**TASK PROMPT**:
Could you lay out every line of all the entries below as a numbered list, leaving out any blank lines?
---------- EXERCISE INPUT ----------
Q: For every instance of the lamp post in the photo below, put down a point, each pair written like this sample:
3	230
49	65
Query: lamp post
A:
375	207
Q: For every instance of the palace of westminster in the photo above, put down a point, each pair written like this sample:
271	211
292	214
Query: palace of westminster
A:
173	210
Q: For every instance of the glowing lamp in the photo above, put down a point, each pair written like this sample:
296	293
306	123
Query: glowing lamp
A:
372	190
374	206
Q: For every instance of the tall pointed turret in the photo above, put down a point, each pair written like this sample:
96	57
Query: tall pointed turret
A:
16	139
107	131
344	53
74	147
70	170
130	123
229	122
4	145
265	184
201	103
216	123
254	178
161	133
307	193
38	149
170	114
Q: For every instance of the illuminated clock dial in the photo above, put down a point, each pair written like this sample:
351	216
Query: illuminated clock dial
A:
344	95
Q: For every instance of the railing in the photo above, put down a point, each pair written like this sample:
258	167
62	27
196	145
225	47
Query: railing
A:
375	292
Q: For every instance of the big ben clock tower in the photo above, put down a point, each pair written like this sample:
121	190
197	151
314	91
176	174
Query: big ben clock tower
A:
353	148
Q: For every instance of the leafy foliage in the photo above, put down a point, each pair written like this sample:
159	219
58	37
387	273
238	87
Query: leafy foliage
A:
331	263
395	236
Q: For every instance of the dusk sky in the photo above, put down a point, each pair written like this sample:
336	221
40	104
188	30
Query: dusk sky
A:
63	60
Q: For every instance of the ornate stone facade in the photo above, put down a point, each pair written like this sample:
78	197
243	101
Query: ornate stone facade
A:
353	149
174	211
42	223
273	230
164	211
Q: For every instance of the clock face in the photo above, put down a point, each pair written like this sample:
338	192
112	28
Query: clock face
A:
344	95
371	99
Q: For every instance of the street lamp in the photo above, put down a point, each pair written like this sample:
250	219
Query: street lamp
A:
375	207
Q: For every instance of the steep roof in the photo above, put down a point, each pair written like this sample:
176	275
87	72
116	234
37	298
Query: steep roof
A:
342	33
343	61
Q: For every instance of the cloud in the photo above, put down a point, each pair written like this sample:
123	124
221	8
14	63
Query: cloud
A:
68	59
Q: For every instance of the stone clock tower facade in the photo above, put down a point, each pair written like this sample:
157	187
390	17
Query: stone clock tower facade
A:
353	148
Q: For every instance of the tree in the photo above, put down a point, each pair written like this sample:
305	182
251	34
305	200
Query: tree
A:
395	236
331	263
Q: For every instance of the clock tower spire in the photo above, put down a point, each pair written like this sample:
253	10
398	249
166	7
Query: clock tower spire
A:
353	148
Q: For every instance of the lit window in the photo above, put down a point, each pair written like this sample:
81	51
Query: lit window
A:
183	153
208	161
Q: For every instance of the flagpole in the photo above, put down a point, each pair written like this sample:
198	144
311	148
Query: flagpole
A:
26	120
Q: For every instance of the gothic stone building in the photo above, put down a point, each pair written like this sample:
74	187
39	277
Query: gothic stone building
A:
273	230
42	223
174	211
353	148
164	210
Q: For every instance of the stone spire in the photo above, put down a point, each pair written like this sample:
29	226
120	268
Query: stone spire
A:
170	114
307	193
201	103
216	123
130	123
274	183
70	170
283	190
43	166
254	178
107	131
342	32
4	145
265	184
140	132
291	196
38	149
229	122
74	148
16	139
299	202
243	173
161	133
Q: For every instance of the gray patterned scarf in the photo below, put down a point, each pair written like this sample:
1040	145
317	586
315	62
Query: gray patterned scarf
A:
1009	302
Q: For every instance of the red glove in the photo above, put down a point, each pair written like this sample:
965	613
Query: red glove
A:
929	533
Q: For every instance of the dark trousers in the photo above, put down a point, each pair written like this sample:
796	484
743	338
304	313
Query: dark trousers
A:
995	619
----------
**SOLUTION FOR THIS PROBLEM**:
1. Q: For every instance of the lamp post in the photo below, put down a point, each pair written like this sample:
2. 3	230
3. 49	65
4. Query: lamp post
5. A:
6. 375	207
7. Q: For every instance of the palace of westminster in the photo above, put down a point, each pair written like this sample:
8. 271	211
9. 292	214
10. Query: palace of westminster
11. A:
12. 173	210
13. Q: For every instance of the glowing lamp in the photo above, put down a point, each pair written like this sample:
14. 296	293
15. 306	123
16. Query: glowing lamp
17. A:
18. 372	190
19. 374	206
20. Q: For every instance of the tall pointed turret in the photo above, put down a point, each pair written like this sample:
21. 96	57
22. Query: tall pointed turret
23. A:
24. 16	139
25. 107	131
26. 344	53
27. 74	147
28. 70	170
29. 130	123
30. 229	122
31. 4	145
32. 265	184
33. 201	103
34. 216	123
35. 254	178
36. 161	133
37. 307	193
38. 38	149
39. 170	114
40. Q: For every instance of the illuminated clock dial in the photo above, put down a point, each pair written like this sample:
41. 351	216
42. Query: illuminated clock dial
43. A:
44. 344	95
45. Q: For every instance of the railing in the photo above, put down a point, each pair written like this sample:
46. 258	167
47. 62	27
48. 196	145
49. 225	47
50. Query: railing
51. A:
52. 375	292
53. Q: For every instance of the big ben clock tower in the photo above, put down a point, each pair written like this sample:
54. 121	190
55. 197	151
56. 314	91
57. 176	174
58. Query: big ben clock tower
59. A:
60. 353	148
61. Q: For every instance of the leafy foliage in the photo above, put down a point, each pair written like this sample:
62. 159	219
63. 58	37
64. 387	273
65. 238	87
66. Query: leafy foliage
67. A:
68. 331	263
69. 395	236
70. Q: For every instance of the dusk sky in the photo above, put down a point, each pair written like this sample:
71. 336	221
72. 40	104
73. 188	30
74. Query: dusk sky
75. A:
76. 63	60
77. Q: For every instance of the ornate stone facade in the photo above, put down a point, each pair written like this sample:
78. 78	197
79. 243	101
80. Query: ornate stone facade
81. A:
82. 353	149
83. 174	211
84. 42	223
85. 273	230
86. 164	211
87. Q: For every instance of the clock face in the photo above, put down a point, each pair written like this sample:
88. 338	192
89. 112	28
90. Query: clock face
91. A:
92. 344	95
93. 371	99
94. Q: For every instance of the street lamp in the photo above, put down a point, each pair written like this sample:
95. 250	219
96. Query: street lamp
97. A:
98. 375	207
99. Q: For every instance of the steep roof in the photo above, put down a point, each pair written like this sample:
100. 176	275
101. 87	72
102. 116	234
103. 37	298
104. Query: steep roof
105. A:
106. 342	33
107. 343	61
108. Q: For every instance of the cloud in the photo above, put down a point, each pair written like this sample:
109. 123	124
110. 221	8
111. 14	63
112. Query: cloud
113. A:
114. 68	59
115. Q: For every instance of the stone clock tower facade in the photo above, put down a point, each pair written like this sample:
116. 157	187
117. 390	17
118. Query: stone clock tower facade
119. A:
120. 353	148
121. Q: For every instance of the tree in the photo above, put down a point, each pair written like this sample:
122. 305	182
123. 251	34
124. 305	200
125. Query: tree
126. A:
127. 395	236
128. 331	263
129. Q: For every instance of the clock tower spire in the photo above, put down a point, each pair written like this sample:
130. 253	10
131. 398	249
132. 166	7
133. Query: clock tower spire
134. A:
135. 353	148
136. Q: For every instance of the lit window in the photo above, put down a point, each pair written like this sample:
137. 81	51
138. Query: lit window
139. A:
140. 183	153
141. 208	161
142. Q: For every instance of the flagpole in the photo above, put down a point, each pair written like this sample:
143. 198	144
144. 311	148
145. Query: flagpole
146. A:
147. 26	120
148. Q: For every instance of the gothic stone building in the photo above, put down a point, each pair written like this sample:
149. 74	187
150. 39	277
151. Query: gothic stone building
152. A:
153. 273	230
154. 42	223
155. 174	211
156. 353	148
157. 164	210
158. Q: For every instance of the stone spire in the photo above, put down a point, each pair written like this sample:
159. 29	226
160. 120	268
161. Query: stone spire
162. A:
163. 170	114
164. 307	193
165. 201	103
166. 216	123
167. 130	123
168. 274	183
169. 70	170
170. 283	190
171. 43	166
172. 254	178
173. 107	131
174. 342	32
175. 4	145
176. 265	184
177. 140	132
178. 291	196
179. 38	149
180. 229	122
181. 74	148
182. 16	139
183. 299	202
184. 243	173
185. 161	133
186. Q: For every instance of the gray patterned scarf in the photo below, put down a point, each pair written like this sample:
187. 1040	145
188. 317	586
189. 315	62
190. Query: gray patterned scarf
191. A:
192. 1009	302
193. Q: For every instance of the red glove in the photo above, put down a point, each pair written like this sample:
194. 965	613
195. Query: red glove
196. A:
197. 929	533
198. Q: For every instance of the dark trousers in the photo above, put down a point, each pair written like this sample:
199. 796	484
200. 743	338
201. 304	313
202. Query: dark trousers
203. A:
204. 995	619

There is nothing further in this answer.